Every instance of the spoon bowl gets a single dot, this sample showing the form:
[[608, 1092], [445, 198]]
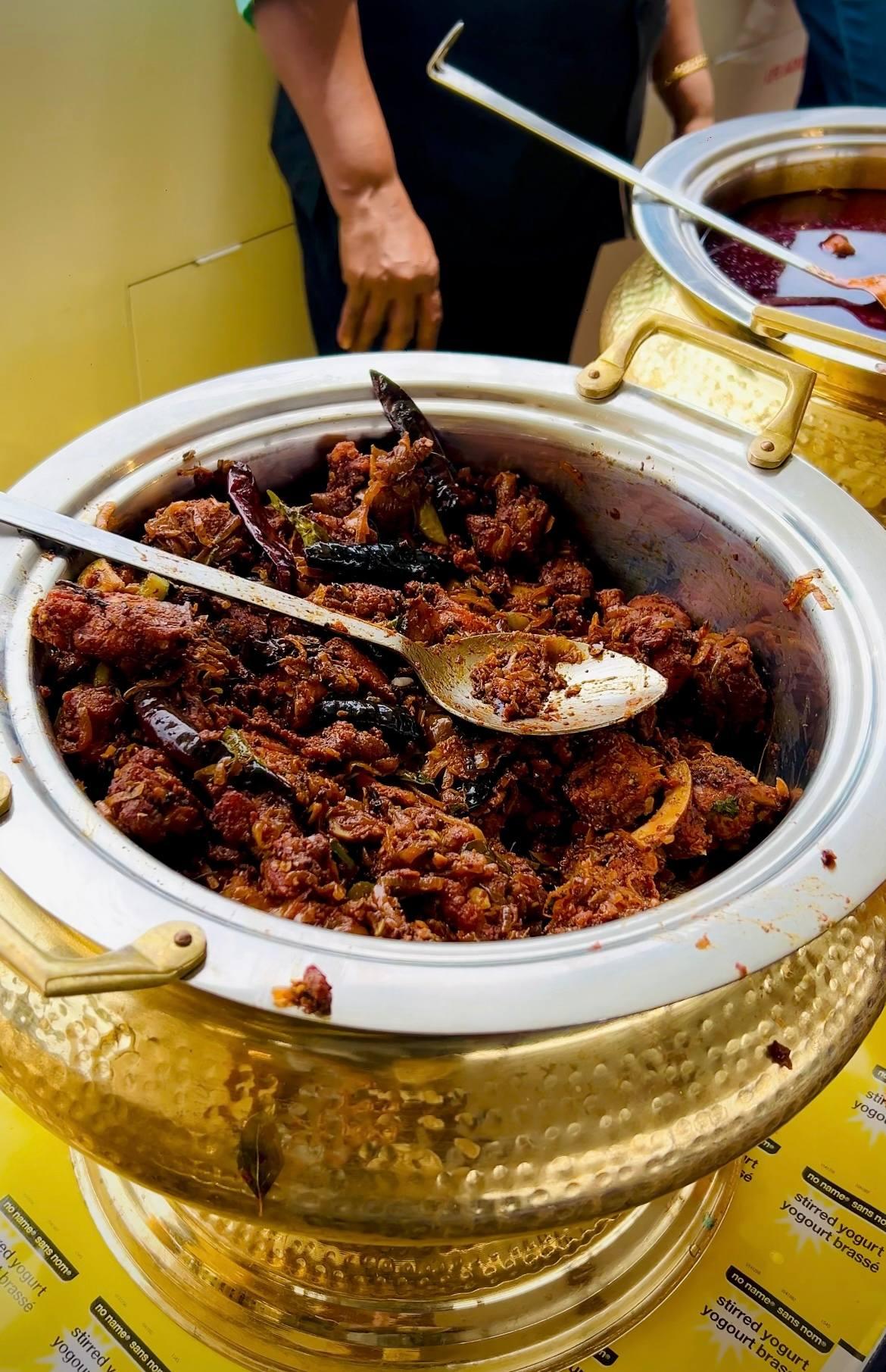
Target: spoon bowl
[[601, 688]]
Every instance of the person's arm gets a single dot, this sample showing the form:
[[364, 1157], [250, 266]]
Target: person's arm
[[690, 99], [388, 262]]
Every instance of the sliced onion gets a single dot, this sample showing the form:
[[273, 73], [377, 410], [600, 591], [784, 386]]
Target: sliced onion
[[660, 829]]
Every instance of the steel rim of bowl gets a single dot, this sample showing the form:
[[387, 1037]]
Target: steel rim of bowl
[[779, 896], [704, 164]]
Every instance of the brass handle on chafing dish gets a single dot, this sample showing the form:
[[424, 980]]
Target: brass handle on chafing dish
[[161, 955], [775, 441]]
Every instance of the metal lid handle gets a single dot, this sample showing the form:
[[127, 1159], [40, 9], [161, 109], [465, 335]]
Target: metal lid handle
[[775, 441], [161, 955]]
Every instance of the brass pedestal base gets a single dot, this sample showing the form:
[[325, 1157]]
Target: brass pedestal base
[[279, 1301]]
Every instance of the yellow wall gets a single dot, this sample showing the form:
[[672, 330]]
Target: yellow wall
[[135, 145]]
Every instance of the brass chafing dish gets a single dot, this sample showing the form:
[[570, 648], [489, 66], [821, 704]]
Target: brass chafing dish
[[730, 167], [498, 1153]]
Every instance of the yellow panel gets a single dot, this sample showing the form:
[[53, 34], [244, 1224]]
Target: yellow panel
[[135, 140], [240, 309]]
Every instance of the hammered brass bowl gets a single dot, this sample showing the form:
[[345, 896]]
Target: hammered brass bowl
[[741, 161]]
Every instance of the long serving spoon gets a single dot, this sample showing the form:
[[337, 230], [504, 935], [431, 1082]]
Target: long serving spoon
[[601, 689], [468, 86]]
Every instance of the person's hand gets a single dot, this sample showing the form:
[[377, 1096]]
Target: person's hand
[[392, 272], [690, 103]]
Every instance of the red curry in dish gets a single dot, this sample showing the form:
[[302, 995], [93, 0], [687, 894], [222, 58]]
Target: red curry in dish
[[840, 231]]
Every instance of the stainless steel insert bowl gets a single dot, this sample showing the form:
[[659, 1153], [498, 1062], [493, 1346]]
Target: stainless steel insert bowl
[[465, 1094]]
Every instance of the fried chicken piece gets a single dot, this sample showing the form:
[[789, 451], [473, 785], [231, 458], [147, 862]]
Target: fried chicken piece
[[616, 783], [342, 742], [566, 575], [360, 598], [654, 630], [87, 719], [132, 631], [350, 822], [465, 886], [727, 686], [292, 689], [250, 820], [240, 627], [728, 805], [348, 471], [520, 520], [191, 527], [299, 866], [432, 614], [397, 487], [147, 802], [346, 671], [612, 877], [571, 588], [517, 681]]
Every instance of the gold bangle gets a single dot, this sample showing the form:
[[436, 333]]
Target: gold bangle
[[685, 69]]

+-------+

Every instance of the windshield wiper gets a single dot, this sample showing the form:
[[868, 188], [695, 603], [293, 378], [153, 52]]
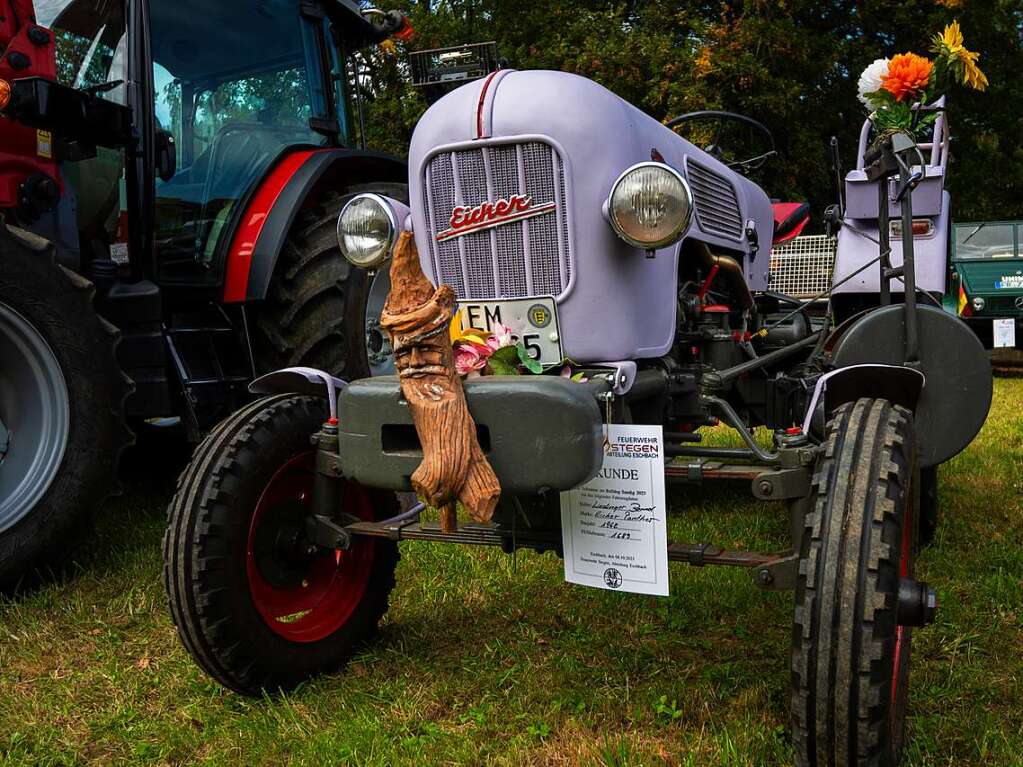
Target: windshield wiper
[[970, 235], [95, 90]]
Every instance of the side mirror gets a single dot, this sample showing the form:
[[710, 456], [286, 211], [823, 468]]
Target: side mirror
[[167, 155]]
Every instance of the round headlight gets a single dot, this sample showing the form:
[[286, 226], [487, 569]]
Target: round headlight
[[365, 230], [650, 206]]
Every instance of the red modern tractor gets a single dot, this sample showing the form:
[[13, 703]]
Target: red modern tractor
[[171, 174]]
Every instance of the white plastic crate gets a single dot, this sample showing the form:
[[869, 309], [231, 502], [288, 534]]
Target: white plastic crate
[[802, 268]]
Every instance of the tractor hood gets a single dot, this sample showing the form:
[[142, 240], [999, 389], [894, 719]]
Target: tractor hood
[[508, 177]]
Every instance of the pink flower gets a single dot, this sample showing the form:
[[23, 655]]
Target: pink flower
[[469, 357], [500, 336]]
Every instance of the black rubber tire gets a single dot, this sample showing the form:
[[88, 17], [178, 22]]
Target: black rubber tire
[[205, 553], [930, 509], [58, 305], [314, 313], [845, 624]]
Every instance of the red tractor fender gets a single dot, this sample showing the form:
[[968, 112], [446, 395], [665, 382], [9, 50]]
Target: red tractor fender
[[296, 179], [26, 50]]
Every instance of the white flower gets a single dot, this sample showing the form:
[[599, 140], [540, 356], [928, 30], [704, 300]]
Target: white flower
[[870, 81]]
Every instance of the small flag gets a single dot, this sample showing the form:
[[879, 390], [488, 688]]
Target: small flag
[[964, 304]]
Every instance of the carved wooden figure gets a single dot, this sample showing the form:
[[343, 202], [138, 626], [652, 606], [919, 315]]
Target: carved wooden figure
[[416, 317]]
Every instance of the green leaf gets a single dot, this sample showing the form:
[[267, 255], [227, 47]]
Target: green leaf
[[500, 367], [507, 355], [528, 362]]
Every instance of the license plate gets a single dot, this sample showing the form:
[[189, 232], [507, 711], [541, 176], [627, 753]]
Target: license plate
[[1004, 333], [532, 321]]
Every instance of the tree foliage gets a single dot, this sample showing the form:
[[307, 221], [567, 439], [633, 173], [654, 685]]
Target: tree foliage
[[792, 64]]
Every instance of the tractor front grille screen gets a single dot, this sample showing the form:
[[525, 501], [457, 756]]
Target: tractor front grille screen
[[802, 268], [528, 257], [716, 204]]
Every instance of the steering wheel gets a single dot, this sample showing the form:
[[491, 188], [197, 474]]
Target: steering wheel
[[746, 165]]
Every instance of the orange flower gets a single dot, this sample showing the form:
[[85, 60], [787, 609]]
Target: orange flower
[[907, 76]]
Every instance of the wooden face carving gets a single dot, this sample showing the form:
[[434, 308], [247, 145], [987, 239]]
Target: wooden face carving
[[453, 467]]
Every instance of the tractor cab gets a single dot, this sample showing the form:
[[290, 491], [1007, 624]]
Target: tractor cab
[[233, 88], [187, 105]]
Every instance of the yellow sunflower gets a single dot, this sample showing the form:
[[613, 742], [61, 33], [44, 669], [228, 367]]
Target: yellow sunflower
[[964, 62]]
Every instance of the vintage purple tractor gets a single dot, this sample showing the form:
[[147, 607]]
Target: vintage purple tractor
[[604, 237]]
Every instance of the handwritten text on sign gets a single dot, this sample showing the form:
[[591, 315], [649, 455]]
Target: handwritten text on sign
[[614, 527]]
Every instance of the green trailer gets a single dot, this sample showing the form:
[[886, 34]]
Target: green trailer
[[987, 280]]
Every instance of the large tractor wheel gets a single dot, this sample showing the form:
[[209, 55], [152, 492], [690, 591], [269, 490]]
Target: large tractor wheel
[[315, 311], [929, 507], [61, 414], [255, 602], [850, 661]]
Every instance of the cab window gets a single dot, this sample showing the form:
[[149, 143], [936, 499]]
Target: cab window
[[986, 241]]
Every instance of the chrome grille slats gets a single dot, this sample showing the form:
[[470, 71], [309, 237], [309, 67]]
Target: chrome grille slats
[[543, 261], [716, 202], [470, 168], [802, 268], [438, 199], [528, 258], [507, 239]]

+-------+

INSTRUCTION: Output the records above verbatim, starting at the line that contains "Every instance of the wooden" and ending at the line that contains "[[604, 237]]", both lines included.

PROBLEM SOLUTION:
Every instance of the wooden face carving gets a single dot, this sample showing the form:
[[434, 308], [247, 145], [987, 239]]
Target: wooden face carving
[[453, 467]]
Every instance of the tractor cab gets a single dot, this sample showing the form:
[[290, 491], [1007, 624]]
Target: tractor cab
[[233, 88], [187, 105]]
Every instance of the yellow sunflower gets a single dot, this sample showing the form:
[[613, 742], [61, 33], [44, 669], [228, 367]]
Target: yellow sunflower
[[964, 62]]
Every instance of the vintage purple tractor gets a single dot, this sample showing the form:
[[147, 607]]
Target: vintage purple tractor
[[604, 237]]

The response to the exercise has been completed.